Goal
Every record below should be transcribed exactly. Omit the images.

Provided material
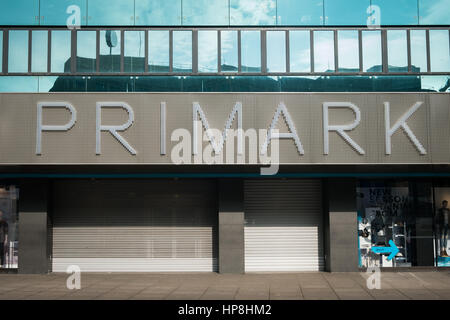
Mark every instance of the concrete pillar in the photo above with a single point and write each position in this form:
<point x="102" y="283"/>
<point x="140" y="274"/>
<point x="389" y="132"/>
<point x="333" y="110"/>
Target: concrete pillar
<point x="231" y="226"/>
<point x="341" y="235"/>
<point x="34" y="228"/>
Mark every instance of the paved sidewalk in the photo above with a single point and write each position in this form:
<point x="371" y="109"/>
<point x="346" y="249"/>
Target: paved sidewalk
<point x="213" y="286"/>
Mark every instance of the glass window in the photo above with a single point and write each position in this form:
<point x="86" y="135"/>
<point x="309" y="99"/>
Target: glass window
<point x="276" y="51"/>
<point x="19" y="12"/>
<point x="110" y="13"/>
<point x="253" y="12"/>
<point x="229" y="48"/>
<point x="418" y="51"/>
<point x="158" y="51"/>
<point x="441" y="223"/>
<point x="86" y="51"/>
<point x="346" y="12"/>
<point x="9" y="227"/>
<point x="205" y="12"/>
<point x="323" y="51"/>
<point x="434" y="12"/>
<point x="158" y="12"/>
<point x="18" y="51"/>
<point x="207" y="51"/>
<point x="61" y="50"/>
<point x="398" y="12"/>
<point x="182" y="51"/>
<point x="54" y="12"/>
<point x="395" y="213"/>
<point x="439" y="51"/>
<point x="295" y="12"/>
<point x="250" y="51"/>
<point x="39" y="48"/>
<point x="371" y="50"/>
<point x="134" y="51"/>
<point x="110" y="43"/>
<point x="348" y="53"/>
<point x="397" y="51"/>
<point x="1" y="51"/>
<point x="299" y="51"/>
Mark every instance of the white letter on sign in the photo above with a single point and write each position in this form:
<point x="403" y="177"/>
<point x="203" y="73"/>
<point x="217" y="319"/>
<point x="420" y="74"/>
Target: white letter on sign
<point x="113" y="129"/>
<point x="340" y="129"/>
<point x="275" y="135"/>
<point x="197" y="111"/>
<point x="40" y="127"/>
<point x="401" y="123"/>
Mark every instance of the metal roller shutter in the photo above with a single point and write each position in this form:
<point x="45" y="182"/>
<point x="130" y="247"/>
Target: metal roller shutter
<point x="142" y="226"/>
<point x="283" y="230"/>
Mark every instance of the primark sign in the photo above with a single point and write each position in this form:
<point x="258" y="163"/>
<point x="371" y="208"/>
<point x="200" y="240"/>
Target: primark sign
<point x="221" y="128"/>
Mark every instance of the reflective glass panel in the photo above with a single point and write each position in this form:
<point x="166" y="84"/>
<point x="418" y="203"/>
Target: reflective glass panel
<point x="207" y="51"/>
<point x="18" y="51"/>
<point x="439" y="51"/>
<point x="158" y="51"/>
<point x="348" y="53"/>
<point x="182" y="51"/>
<point x="295" y="12"/>
<point x="158" y="12"/>
<point x="60" y="60"/>
<point x="323" y="51"/>
<point x="110" y="43"/>
<point x="397" y="51"/>
<point x="1" y="51"/>
<point x="205" y="12"/>
<point x="86" y="51"/>
<point x="252" y="12"/>
<point x="250" y="51"/>
<point x="54" y="12"/>
<point x="39" y="48"/>
<point x="110" y="13"/>
<point x="134" y="54"/>
<point x="346" y="12"/>
<point x="398" y="12"/>
<point x="371" y="50"/>
<point x="434" y="12"/>
<point x="299" y="51"/>
<point x="19" y="12"/>
<point x="418" y="51"/>
<point x="276" y="51"/>
<point x="229" y="47"/>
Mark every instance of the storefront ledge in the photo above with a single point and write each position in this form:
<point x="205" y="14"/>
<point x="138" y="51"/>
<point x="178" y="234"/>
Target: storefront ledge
<point x="409" y="269"/>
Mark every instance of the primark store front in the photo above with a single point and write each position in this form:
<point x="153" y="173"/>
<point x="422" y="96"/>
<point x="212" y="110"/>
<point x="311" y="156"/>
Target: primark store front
<point x="224" y="136"/>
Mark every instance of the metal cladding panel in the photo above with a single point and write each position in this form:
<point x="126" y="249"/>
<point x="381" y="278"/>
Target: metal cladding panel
<point x="283" y="225"/>
<point x="142" y="226"/>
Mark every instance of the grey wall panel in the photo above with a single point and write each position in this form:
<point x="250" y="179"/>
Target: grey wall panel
<point x="77" y="145"/>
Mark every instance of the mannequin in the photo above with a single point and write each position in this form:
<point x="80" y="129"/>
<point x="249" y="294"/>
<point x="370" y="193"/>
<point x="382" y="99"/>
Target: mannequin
<point x="442" y="220"/>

Task output
Mark every instance of the concrete pillar in the photo above with a single point and write each position in this form:
<point x="102" y="283"/>
<point x="140" y="274"/>
<point x="389" y="132"/>
<point x="333" y="110"/>
Target: concrete pillar
<point x="231" y="226"/>
<point x="341" y="235"/>
<point x="34" y="228"/>
Mark every instance of the paved sidewalk in the photo above with a single point and write each position in this form:
<point x="371" y="109"/>
<point x="346" y="249"/>
Target: paved sidewalk
<point x="213" y="286"/>
Mark every instance of the glass window in the photo above with a single point and write each position in this form:
<point x="86" y="135"/>
<point x="309" y="99"/>
Target: glass window
<point x="276" y="51"/>
<point x="19" y="12"/>
<point x="110" y="13"/>
<point x="253" y="12"/>
<point x="229" y="48"/>
<point x="418" y="51"/>
<point x="158" y="51"/>
<point x="441" y="223"/>
<point x="86" y="51"/>
<point x="346" y="12"/>
<point x="9" y="227"/>
<point x="205" y="12"/>
<point x="323" y="51"/>
<point x="434" y="12"/>
<point x="158" y="12"/>
<point x="18" y="51"/>
<point x="207" y="51"/>
<point x="61" y="50"/>
<point x="398" y="12"/>
<point x="182" y="51"/>
<point x="54" y="12"/>
<point x="395" y="213"/>
<point x="439" y="51"/>
<point x="295" y="12"/>
<point x="250" y="51"/>
<point x="39" y="48"/>
<point x="371" y="50"/>
<point x="134" y="51"/>
<point x="110" y="43"/>
<point x="348" y="53"/>
<point x="397" y="51"/>
<point x="1" y="51"/>
<point x="299" y="51"/>
Mark every instance of the white letter on sign in the photo above with a single point and write each position in this form:
<point x="403" y="177"/>
<point x="203" y="73"/>
<point x="217" y="319"/>
<point x="420" y="74"/>
Target: white letter on sign
<point x="113" y="129"/>
<point x="340" y="129"/>
<point x="275" y="135"/>
<point x="197" y="111"/>
<point x="40" y="127"/>
<point x="401" y="123"/>
Mark every instance of the metal roller shutter in the photo above with a single point and write each position in this form:
<point x="45" y="182"/>
<point x="130" y="247"/>
Target: metal roller shutter
<point x="142" y="226"/>
<point x="283" y="230"/>
Mark every instance of the primark sign in the photo above with a single point and write each position in this form:
<point x="258" y="163"/>
<point x="371" y="208"/>
<point x="200" y="240"/>
Target: primark sign
<point x="221" y="128"/>
Mark every instance of the reflective glass panel in the photo above with a single point and write each position in this form:
<point x="166" y="84"/>
<point x="418" y="203"/>
Target: reflective glass panel
<point x="207" y="51"/>
<point x="18" y="51"/>
<point x="439" y="51"/>
<point x="158" y="51"/>
<point x="348" y="53"/>
<point x="182" y="51"/>
<point x="295" y="12"/>
<point x="158" y="12"/>
<point x="60" y="60"/>
<point x="323" y="51"/>
<point x="110" y="43"/>
<point x="397" y="51"/>
<point x="1" y="51"/>
<point x="205" y="12"/>
<point x="86" y="51"/>
<point x="252" y="12"/>
<point x="250" y="51"/>
<point x="54" y="12"/>
<point x="39" y="48"/>
<point x="110" y="13"/>
<point x="134" y="54"/>
<point x="346" y="12"/>
<point x="398" y="12"/>
<point x="371" y="50"/>
<point x="434" y="12"/>
<point x="299" y="51"/>
<point x="19" y="12"/>
<point x="418" y="51"/>
<point x="276" y="51"/>
<point x="229" y="47"/>
Mark every instance of the storefront ledge in the photo above with a single point and write each position in this form:
<point x="205" y="14"/>
<point x="138" y="51"/>
<point x="178" y="234"/>
Target: storefront ledge
<point x="409" y="269"/>
Mark every instance of the primark store front in the photo above with a single point and write each position in this form:
<point x="153" y="173"/>
<point x="422" y="96"/>
<point x="212" y="110"/>
<point x="311" y="156"/>
Target: primark store front
<point x="224" y="136"/>
Mark every instance of the metal cladding panel in the photo above with a single point and write each position in this form:
<point x="126" y="249"/>
<point x="381" y="278"/>
Target: metal cladding panel
<point x="283" y="225"/>
<point x="142" y="226"/>
Mark every instance of the grey wall panel in the photo above with a single point and write each position in this form:
<point x="250" y="179"/>
Target: grey wall panel
<point x="77" y="145"/>
Mark every instance of the mannequin in the photo above with a single point and write each position in this form:
<point x="80" y="129"/>
<point x="249" y="294"/>
<point x="370" y="193"/>
<point x="382" y="99"/>
Target: mannequin
<point x="442" y="220"/>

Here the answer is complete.